RECORD EXCERPTS
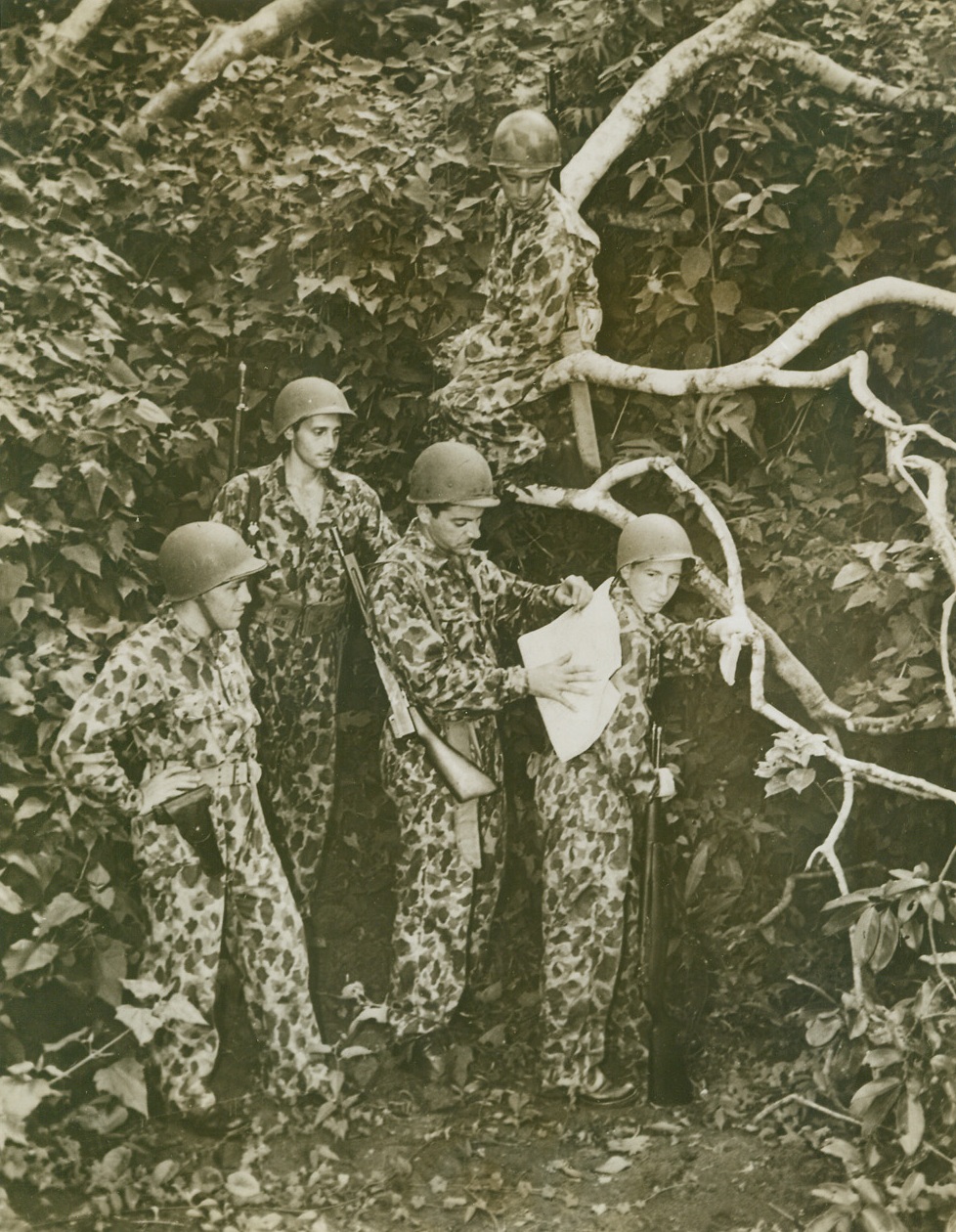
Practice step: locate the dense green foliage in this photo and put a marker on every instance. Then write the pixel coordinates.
(325, 211)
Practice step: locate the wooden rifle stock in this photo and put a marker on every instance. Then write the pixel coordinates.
(240, 408)
(667, 1075)
(463, 778)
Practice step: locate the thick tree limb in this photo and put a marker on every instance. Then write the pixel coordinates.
(764, 368)
(732, 34)
(70, 32)
(228, 44)
(844, 81)
(661, 81)
(597, 499)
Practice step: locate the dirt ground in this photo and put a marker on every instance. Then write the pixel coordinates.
(481, 1150)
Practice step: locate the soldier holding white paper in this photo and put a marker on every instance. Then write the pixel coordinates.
(587, 804)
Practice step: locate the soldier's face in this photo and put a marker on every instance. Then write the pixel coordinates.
(653, 583)
(315, 440)
(455, 530)
(225, 605)
(523, 190)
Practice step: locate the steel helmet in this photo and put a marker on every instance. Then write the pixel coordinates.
(304, 397)
(201, 555)
(653, 537)
(451, 473)
(526, 141)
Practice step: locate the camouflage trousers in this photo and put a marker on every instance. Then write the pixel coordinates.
(251, 912)
(296, 691)
(488, 411)
(591, 1009)
(445, 908)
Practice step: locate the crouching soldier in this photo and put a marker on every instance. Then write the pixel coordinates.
(441, 610)
(591, 998)
(209, 875)
(291, 511)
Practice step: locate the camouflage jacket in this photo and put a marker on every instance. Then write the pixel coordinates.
(649, 643)
(453, 672)
(179, 696)
(539, 261)
(303, 560)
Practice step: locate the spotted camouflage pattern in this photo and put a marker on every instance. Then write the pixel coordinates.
(591, 1007)
(445, 909)
(296, 681)
(186, 700)
(539, 260)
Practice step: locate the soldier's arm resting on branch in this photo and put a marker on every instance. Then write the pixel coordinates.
(724, 630)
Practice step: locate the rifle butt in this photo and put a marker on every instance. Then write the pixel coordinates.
(668, 1081)
(463, 778)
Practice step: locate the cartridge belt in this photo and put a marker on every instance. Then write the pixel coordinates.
(306, 620)
(231, 773)
(235, 771)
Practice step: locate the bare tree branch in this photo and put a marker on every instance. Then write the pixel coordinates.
(661, 81)
(226, 44)
(70, 32)
(764, 368)
(844, 81)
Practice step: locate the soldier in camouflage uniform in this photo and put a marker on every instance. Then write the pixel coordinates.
(288, 511)
(540, 266)
(590, 984)
(179, 687)
(440, 609)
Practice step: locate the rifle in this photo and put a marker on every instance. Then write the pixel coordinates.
(667, 1075)
(463, 778)
(581, 399)
(240, 409)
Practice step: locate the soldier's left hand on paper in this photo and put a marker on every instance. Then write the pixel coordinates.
(574, 592)
(561, 681)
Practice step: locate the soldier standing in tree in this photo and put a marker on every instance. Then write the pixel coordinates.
(288, 510)
(591, 1005)
(440, 609)
(179, 687)
(540, 268)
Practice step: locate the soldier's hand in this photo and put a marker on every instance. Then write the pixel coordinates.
(559, 681)
(667, 787)
(728, 629)
(170, 781)
(574, 593)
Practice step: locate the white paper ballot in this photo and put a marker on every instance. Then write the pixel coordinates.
(594, 640)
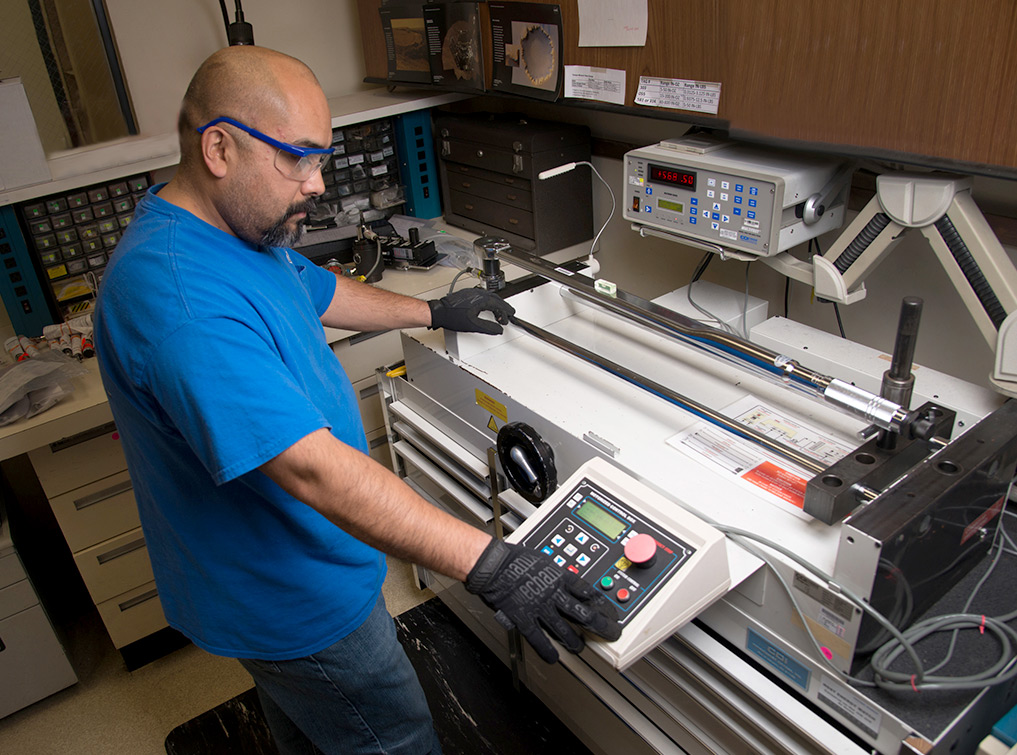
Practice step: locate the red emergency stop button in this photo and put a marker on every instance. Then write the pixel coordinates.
(642, 549)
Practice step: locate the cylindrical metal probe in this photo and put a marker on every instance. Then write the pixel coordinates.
(898, 382)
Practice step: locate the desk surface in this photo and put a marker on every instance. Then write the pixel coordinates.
(87, 406)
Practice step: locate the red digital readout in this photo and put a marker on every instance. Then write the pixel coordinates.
(685, 179)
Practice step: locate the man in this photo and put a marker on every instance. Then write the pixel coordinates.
(263, 515)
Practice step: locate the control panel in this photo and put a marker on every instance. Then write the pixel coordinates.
(658, 564)
(736, 196)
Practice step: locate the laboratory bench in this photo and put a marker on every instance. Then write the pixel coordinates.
(74, 452)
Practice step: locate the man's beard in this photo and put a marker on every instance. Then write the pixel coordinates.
(282, 235)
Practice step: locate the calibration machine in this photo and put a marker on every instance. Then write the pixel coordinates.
(771, 513)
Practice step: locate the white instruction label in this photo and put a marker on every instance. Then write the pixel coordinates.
(864, 716)
(678, 94)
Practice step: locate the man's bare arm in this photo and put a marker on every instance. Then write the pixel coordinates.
(358, 306)
(370, 503)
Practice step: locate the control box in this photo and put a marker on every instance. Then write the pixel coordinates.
(658, 564)
(742, 198)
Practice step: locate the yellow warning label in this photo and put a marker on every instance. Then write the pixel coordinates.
(495, 408)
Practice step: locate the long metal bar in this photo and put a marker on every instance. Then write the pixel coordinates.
(860, 403)
(671, 396)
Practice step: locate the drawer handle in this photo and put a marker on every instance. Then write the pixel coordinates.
(104, 495)
(137, 600)
(84, 437)
(122, 550)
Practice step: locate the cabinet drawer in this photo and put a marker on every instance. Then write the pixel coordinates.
(486, 157)
(456, 173)
(97, 512)
(492, 213)
(370, 403)
(74, 461)
(377, 444)
(17, 597)
(33, 663)
(363, 353)
(115, 566)
(499, 192)
(11, 570)
(132, 615)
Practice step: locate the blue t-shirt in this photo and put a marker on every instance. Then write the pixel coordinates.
(214, 358)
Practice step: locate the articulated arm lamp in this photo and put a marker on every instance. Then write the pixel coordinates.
(941, 207)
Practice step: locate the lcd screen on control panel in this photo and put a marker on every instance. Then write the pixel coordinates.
(600, 519)
(683, 178)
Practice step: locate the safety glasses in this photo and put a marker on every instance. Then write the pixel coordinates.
(298, 163)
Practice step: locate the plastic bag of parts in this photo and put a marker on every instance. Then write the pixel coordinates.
(33, 386)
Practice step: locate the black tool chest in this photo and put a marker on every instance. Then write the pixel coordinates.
(489, 185)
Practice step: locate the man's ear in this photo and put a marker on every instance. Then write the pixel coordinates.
(217, 149)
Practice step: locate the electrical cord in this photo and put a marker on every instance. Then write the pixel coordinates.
(904, 642)
(226, 15)
(697, 274)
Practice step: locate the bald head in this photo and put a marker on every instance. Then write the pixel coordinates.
(249, 83)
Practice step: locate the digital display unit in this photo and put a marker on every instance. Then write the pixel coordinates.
(601, 519)
(682, 178)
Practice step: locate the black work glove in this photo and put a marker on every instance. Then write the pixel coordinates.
(460, 310)
(531, 593)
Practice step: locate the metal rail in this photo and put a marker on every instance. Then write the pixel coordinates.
(863, 404)
(671, 396)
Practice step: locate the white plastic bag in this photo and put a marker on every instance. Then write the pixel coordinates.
(35, 385)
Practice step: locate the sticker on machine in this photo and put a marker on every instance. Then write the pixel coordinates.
(864, 716)
(767, 473)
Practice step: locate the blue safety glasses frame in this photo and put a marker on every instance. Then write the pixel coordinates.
(298, 163)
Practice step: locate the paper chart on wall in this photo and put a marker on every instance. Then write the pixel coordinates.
(612, 22)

WHAT TO PRODUCE
Write out only what runs from the line holding "Practice step: locate the metal" through the last line of the records, exactly as shown.

FULL SOLUTION
Practice step: locate the metal rail in this photo and put a marker on every instance. Then write the pixel coordinates.
(863, 404)
(671, 396)
Practice step: locate the white plastic bag in this photo and put a marker on every instance. Then write the pixel coordinates.
(35, 385)
Practice step: locate the sticker on machine in this photo and put a marker on every instance. Then write the pixel coordinates.
(864, 716)
(767, 473)
Practice step: locate the blue safety glasses frame in this photo and put a marker on every instance. Then write the pixel coordinates.
(298, 163)
Practice step: locate the paper chart on wall in this photo and put a marker on every instance. Then write the pixel coordinates.
(612, 22)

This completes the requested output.